§ Texte fourni
○ ○ ○ ○ ○

Chaque fois qu’une famille remplit une fiche individuelle, il lui est demandé de préciser si son parent a été enlevé seul, ou avec d’autres personnes. La réponse est souvent la même: «il a été kidnappé avec 2, 3, voire 5 personnes, toutes identifiées». Mais ces autres familles contactées ne veulent pas porter plainte, par peur, fatalisme ou méconnaissance des lois. Il en résulte qu’en moyenne, une famille sur trois porte plainte, ce qui rend crédible le chiffre de 18.000 retenu par la LADDH.

Une «source autorisée de l’armée» a indiqué au journal Le Monde qu’il «n’y a plus un seul détenu au secret, où que ce soit, dans un local sous contrôle de l’Etat…». Est-ce pour vous une réponse acceptable?
La seule source légale autorisée est celle qui émane du président de la république. Il sera jugé par l’opinion publique sur sa capacité à résoudre le problème des disparus. Les disparus sont-ils, actuellement, vivants ou morts? Telle est la lancinante question. Le pouvoir connaît le sort réservé aux disparus. Seraient-ils toujours en vie, détenus dans des camps secrets et soumis au lavage de cerveau pour les retourner et en faire des repentis? S’ils sont vivants, le pouvoir doit les libérer ou les présenter à la justice. S’ils sont morts, ce qui doit être malheureusement le cas pour beaucoup d’entre eux, il doit localiser les lieux où ils ont été enterrés, et informer leurs familles angoissées qui vivent un véritable calvaire. Les disparus ne peuvent être déclarés morts tant que leurs cadavres n’auront pas été retrouvés. Leurs familles veulent leur retour, ou leurs corps, mais aussi le jugement des assassins, quelle que soit leur étiquette, par une justice autonome.

○ ○ ○ ○ ○

§ Données fournies
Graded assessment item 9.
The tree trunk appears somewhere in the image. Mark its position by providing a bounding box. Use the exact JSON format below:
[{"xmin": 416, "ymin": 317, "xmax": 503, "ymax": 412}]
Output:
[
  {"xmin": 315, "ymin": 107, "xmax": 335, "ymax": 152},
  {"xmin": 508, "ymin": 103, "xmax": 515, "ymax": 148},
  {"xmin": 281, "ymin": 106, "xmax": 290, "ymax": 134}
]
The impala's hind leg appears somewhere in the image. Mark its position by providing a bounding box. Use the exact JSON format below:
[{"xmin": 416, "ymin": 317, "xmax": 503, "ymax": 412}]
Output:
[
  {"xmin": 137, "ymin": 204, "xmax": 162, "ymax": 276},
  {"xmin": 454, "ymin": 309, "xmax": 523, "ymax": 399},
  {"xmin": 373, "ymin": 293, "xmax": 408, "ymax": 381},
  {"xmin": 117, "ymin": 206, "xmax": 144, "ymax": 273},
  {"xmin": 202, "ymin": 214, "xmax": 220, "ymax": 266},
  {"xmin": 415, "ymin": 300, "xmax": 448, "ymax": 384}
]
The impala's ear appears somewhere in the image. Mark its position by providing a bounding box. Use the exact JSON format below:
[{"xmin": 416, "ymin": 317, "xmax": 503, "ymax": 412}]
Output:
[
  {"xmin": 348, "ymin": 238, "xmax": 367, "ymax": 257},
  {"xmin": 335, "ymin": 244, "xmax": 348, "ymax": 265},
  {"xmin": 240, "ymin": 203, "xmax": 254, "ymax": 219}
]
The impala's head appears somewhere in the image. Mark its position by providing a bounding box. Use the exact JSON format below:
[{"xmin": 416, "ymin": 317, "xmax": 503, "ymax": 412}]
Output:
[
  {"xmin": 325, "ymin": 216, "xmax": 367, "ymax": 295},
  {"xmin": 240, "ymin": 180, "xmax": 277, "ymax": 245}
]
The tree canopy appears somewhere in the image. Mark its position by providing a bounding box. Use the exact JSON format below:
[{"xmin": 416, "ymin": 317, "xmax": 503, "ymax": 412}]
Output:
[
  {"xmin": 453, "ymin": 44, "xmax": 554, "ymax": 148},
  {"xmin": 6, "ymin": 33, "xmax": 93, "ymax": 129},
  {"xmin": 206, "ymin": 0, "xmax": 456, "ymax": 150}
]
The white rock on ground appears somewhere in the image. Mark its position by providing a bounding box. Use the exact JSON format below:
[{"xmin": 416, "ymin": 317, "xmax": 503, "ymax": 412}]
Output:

○ ○ ○ ○ ○

§ Consignes rédigées
1) D'après le texte fourni, quelle proportion des familles porte plainte en moyenne ?
2) Réécrivez le passage du texte fourni qui commence par « Chaque fois qu’une » et s'arrête après « une réponse acceptable? », en remplaçant « fatalisme » par « résignation ».

§ Corrigés par consigne
1) Une famille sur trois.

2)
Chaque fois qu’une famille remplit une fiche individuelle, il lui est demandé de préciser si son parent a été enlevé seul, ou avec d’autres personnes. La réponse est souvent la même: «il a été kidnappé avec 2, 3, voire 5 personnes, toutes identifiées». Mais ces autres familles contactées ne veulent pas porter plainte, par peur, résignation ou méconnaissance des lois. Il en résulte qu’en moyenne, une famille sur trois porte plainte, ce qui rend crédible le chiffre de 18.000 retenu par la LADDH.

Une «source autorisée de l’armée» a indiqué au journal Le Monde qu’il «n’y a plus un seul détenu au secret, où que ce soit, dans un local sous contrôle de l’Etat…». Est-ce pour vous une réponse acceptable?